#### [STATED GOAL]
List every person named on the Cc line of the patch thread below.

* [RFC -v4 PATCH 0/3] directed yield for Pause Loop Exiting
@ 2011-01-13 5:21 Rik van Riel
2011-01-13 5:22 ` [RFC -v4 PATCH 1/3] kvm: keep track of which task is running a KVM vcpu Rik van Riel
` (3 more replies)
0 siblings, 4 replies; 9+ messages in thread
From: Rik van Riel @ 2011-01-13 5:21 UTC (permalink / raw)
To: kvm
Cc: linux-kernel, Avi Kiviti, Srivatsa Vaddagiri, Peter Zijlstra,
Mike Galbraith, Chris Wright
When running SMP virtual machines, it is possible for one VCPU to be
spinning on a spinlock, while the VCPU that holds the spinlock is not
currently running, because the host scheduler preempted it to run
something else.

#### [SUPPLIED ENTRIES]
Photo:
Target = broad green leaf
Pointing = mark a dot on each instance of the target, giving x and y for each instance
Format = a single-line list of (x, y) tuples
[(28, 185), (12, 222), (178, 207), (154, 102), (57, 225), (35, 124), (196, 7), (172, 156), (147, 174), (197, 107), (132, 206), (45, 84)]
---
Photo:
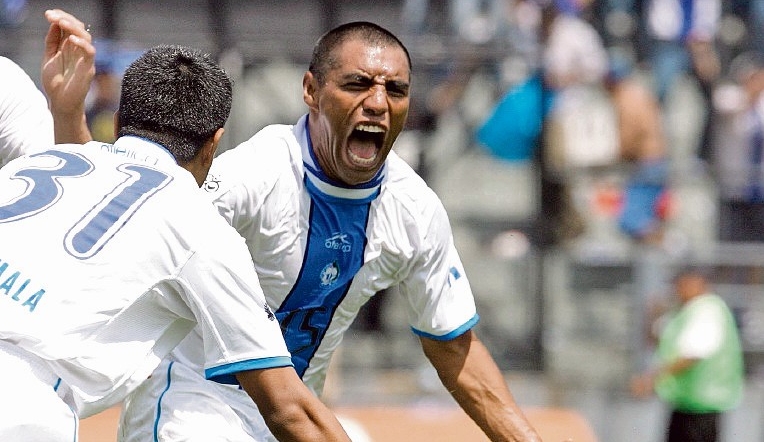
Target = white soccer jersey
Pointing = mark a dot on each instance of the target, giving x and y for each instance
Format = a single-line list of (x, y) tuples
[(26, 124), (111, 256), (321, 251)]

#### [SOLVED EXERCISE]
Avi Kiviti, Srivatsa Vaddagiri, Peter Zijlstra, Mike Galbraith, Chris Wright